• [Records from a dataset]:
begin
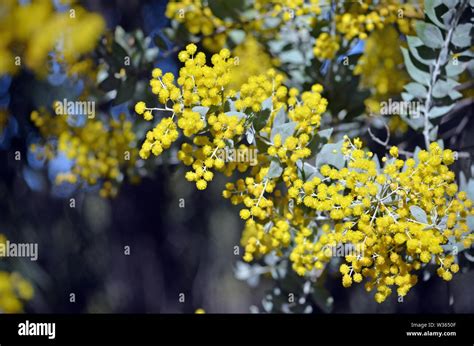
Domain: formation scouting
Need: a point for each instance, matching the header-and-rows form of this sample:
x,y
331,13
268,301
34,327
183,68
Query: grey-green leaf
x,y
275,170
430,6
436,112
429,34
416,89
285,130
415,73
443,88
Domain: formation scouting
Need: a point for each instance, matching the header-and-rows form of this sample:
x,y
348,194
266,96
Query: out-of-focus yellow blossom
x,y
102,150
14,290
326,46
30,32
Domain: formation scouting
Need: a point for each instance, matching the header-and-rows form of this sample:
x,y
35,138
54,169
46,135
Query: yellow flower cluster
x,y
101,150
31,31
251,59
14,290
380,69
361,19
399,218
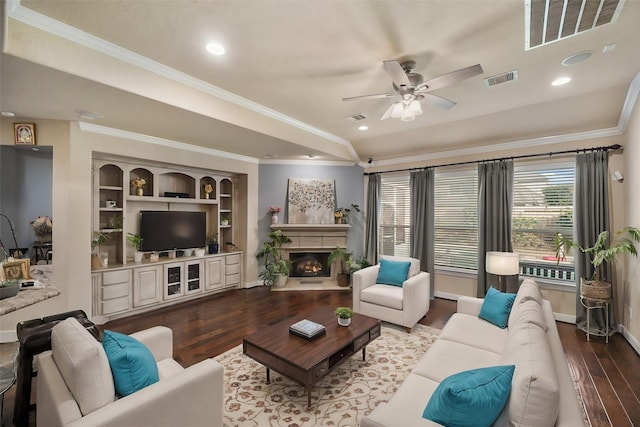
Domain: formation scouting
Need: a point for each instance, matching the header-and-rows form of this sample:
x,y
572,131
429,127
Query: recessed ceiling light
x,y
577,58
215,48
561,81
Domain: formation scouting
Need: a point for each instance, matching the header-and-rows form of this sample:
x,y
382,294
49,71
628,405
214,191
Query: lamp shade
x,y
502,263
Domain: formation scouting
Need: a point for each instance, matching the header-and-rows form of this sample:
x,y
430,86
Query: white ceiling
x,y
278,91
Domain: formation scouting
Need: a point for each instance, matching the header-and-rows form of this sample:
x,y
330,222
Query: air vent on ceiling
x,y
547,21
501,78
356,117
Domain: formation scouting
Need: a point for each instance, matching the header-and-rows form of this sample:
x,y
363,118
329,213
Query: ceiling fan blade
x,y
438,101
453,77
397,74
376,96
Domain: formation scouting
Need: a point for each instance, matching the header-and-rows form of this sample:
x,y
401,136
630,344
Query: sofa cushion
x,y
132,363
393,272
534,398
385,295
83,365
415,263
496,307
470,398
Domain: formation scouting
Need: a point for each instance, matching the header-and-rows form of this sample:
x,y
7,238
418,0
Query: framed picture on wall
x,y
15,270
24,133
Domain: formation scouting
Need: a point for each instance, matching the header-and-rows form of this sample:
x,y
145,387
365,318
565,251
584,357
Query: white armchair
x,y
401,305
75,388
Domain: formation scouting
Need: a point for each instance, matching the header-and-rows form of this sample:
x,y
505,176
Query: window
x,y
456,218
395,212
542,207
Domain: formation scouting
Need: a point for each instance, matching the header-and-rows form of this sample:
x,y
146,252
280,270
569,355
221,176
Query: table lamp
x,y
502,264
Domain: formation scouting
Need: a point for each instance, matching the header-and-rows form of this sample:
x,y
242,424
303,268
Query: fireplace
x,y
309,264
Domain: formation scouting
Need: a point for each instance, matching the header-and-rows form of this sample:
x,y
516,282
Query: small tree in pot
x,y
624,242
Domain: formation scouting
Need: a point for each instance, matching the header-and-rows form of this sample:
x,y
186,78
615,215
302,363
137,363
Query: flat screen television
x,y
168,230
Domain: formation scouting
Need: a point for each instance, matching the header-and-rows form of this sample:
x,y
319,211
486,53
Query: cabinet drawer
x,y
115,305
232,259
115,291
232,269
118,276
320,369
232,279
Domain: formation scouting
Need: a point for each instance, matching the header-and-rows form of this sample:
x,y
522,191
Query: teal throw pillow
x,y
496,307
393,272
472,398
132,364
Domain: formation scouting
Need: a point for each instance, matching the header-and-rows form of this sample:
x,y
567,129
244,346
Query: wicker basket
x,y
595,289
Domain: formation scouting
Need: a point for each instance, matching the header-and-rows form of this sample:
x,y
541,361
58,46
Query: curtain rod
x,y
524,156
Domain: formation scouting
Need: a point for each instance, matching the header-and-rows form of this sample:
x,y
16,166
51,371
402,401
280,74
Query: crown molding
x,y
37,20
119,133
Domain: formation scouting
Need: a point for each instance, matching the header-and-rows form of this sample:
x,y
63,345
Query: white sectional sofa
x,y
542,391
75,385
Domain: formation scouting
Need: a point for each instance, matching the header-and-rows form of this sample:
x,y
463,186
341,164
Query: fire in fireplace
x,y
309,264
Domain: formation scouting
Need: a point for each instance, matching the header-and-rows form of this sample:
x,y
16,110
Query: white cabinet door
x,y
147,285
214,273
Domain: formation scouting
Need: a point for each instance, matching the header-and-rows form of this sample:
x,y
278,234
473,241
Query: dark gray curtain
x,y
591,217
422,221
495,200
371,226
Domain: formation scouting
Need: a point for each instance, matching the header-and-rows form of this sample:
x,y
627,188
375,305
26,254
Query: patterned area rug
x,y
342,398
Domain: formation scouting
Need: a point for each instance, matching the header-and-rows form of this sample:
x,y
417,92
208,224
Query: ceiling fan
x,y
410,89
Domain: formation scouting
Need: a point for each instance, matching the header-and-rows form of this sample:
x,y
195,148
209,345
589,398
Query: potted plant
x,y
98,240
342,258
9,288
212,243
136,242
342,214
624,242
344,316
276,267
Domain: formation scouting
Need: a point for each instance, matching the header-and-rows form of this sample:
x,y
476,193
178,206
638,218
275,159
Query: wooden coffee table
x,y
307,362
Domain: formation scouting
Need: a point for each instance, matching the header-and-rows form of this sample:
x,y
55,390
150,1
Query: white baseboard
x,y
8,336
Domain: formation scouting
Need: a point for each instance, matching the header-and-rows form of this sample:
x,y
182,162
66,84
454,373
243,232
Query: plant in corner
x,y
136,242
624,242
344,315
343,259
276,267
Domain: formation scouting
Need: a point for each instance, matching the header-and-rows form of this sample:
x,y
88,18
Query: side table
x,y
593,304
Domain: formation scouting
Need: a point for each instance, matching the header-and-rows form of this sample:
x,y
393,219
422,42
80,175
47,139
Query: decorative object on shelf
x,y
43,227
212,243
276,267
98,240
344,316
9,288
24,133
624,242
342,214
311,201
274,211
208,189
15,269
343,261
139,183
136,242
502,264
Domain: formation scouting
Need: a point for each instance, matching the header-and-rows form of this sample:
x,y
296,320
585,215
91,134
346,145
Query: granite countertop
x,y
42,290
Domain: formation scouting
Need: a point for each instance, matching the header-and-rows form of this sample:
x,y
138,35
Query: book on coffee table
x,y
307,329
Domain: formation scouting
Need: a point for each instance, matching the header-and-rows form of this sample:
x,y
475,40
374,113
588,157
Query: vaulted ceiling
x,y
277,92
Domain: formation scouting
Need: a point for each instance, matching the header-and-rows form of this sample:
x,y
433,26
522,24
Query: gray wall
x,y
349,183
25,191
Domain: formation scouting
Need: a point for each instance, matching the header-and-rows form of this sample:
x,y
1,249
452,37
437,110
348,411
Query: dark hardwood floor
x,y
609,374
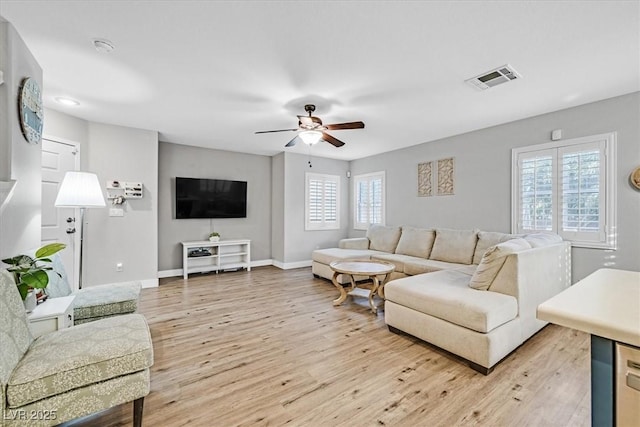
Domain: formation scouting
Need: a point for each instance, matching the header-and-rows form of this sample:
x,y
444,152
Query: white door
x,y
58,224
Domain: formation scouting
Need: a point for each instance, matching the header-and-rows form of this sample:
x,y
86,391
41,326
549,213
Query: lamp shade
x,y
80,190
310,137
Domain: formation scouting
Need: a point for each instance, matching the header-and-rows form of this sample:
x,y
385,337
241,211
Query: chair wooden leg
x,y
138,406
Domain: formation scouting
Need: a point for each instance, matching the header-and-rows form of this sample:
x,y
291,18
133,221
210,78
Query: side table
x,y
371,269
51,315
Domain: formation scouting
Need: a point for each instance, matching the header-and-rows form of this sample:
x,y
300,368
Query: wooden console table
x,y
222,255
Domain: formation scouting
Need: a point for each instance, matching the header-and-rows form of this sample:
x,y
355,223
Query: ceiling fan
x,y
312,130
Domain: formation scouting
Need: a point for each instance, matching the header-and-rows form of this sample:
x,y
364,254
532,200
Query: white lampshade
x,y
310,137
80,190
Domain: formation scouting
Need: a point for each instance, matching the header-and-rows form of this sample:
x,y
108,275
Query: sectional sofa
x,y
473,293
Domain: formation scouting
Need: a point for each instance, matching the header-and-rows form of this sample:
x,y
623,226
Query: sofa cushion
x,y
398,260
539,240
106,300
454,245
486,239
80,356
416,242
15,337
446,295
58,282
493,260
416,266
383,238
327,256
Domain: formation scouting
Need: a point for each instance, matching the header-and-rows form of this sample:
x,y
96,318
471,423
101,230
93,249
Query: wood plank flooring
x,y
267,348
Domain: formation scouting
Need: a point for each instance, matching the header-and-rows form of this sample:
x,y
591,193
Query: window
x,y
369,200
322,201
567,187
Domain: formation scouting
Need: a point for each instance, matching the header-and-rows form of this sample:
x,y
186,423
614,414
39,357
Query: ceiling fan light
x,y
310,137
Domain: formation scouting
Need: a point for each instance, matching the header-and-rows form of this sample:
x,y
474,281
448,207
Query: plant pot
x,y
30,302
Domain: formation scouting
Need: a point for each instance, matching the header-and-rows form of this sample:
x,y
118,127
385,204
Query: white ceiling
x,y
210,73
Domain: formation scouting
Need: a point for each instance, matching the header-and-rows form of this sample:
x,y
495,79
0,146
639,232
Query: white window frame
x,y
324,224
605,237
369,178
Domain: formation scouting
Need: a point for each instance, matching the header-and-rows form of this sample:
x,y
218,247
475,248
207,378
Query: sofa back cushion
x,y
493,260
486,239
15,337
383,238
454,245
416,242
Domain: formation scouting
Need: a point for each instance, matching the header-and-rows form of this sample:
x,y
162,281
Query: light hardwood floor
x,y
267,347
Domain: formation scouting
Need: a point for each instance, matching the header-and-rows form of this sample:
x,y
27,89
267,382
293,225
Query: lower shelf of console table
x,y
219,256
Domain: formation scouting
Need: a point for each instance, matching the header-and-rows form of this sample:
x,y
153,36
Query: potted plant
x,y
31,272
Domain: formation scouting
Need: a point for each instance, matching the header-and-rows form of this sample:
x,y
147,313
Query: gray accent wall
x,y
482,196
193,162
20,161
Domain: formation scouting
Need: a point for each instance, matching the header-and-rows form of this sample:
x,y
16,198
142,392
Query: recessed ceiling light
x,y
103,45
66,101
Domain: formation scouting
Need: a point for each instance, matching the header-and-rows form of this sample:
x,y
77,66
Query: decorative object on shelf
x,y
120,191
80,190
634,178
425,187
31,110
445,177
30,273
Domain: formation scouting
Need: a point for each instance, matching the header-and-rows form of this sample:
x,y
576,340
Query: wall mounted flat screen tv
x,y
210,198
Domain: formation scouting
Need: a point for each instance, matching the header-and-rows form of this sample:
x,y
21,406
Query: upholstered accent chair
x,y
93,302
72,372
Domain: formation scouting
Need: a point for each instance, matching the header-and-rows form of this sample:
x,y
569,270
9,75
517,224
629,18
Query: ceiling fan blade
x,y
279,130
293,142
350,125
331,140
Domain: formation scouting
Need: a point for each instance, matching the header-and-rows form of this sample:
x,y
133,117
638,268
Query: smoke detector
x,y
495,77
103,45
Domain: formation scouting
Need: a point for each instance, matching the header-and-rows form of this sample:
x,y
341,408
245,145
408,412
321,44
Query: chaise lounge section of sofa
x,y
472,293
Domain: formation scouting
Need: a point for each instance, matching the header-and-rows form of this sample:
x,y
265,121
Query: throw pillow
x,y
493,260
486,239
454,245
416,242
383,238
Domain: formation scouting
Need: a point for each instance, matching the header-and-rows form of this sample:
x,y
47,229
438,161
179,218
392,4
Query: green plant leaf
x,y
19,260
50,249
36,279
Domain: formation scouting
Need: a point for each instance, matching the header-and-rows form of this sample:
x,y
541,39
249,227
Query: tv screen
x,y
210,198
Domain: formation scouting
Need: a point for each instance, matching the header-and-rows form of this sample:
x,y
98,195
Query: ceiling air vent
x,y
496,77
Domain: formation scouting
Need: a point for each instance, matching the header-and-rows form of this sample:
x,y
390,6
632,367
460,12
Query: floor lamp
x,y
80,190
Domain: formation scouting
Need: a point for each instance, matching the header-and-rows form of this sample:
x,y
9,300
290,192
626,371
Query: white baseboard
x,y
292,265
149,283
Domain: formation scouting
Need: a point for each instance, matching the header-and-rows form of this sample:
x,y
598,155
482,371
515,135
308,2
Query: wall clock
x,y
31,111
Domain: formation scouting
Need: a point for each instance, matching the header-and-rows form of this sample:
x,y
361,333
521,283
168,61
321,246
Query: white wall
end
• [SET TASK]:
Report every line in the rows above that contains the string "yellow", copying each such line in full.

• [FINISHED TASK]:
Query: out-of-focus yellow blossom
Query: yellow flower cluster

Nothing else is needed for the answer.